# Annotation data for object locations
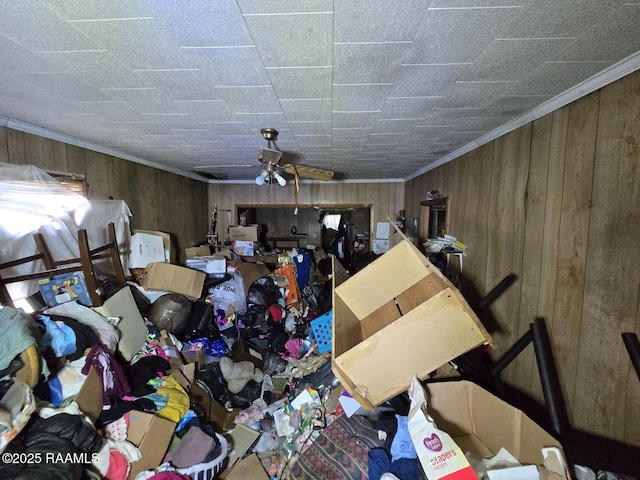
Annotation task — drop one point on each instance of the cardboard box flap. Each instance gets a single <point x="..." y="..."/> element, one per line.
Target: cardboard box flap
<point x="170" y="252"/>
<point x="133" y="330"/>
<point x="483" y="423"/>
<point x="151" y="434"/>
<point x="173" y="278"/>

# WHAT TO DO
Return every line of the items above word for word, omitting the pictures.

# EXERCISE ANSWER
Annotation task — drop one point on each instance of the cardboard box flap. Each instance gets a single <point x="..." y="..."/> element, one per line.
Target: cardboard box flap
<point x="170" y="252"/>
<point x="133" y="330"/>
<point x="483" y="423"/>
<point x="151" y="434"/>
<point x="173" y="278"/>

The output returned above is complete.